TO BE DONE
Show each line below that contains the word "concrete".

***** EXTRACTED INFORMATION *****

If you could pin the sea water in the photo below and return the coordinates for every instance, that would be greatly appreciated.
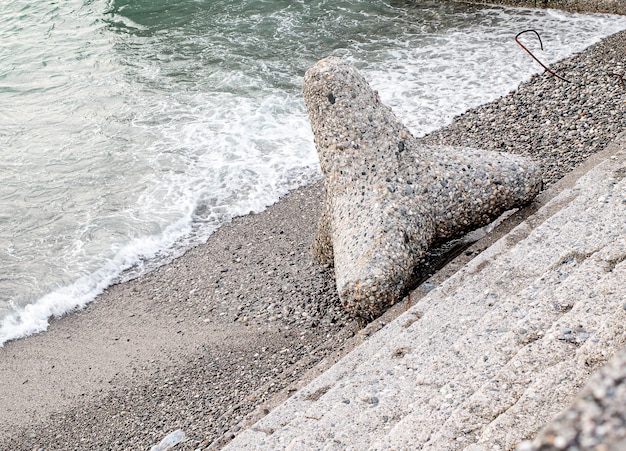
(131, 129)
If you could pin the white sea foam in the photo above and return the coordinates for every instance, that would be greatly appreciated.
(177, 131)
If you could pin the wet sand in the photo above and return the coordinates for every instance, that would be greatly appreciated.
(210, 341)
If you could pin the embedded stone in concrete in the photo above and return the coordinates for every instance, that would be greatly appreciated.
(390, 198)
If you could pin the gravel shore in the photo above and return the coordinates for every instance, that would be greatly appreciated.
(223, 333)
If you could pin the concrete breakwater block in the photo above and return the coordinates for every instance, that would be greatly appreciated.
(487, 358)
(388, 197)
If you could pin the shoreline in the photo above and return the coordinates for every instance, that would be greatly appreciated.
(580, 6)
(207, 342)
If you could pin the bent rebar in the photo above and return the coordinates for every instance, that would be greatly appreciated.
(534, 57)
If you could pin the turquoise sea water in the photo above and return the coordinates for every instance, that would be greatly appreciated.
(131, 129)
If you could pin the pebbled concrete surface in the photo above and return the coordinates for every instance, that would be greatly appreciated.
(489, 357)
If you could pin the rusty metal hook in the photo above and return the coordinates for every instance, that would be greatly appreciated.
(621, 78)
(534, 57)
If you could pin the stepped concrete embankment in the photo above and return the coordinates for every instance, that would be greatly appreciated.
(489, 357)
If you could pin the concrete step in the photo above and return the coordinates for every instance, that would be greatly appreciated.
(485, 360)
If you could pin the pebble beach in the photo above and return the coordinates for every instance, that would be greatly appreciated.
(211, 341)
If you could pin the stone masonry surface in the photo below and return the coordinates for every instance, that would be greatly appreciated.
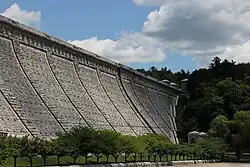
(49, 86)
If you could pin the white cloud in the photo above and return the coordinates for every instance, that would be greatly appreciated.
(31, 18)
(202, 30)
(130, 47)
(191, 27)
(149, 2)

*****
***** EXTRACTED INFORMATION *****

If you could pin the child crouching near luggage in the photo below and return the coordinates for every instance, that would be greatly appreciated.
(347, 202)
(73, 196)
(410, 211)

*****

TASK RESULT
If you could pin the embedded stone in concrete in the photo above and return the coordinates for every instance, that would be greatly appreciated.
If you could pin the concrete breakwater block in the photo above and return the coordinates for every instance, that would be greatly appreciated.
If you could pin the pebbled concrete surface in the photo above and return the coordinates for every instance, that would be greatly appreciated.
If you could pin the stepped concrete embankment in the photo above and return the coordinates for every instance, that would be greatly appreciated.
If you could pin the concrete step in the photo above and return the coordinates for every instance, that would be greatly appreciated.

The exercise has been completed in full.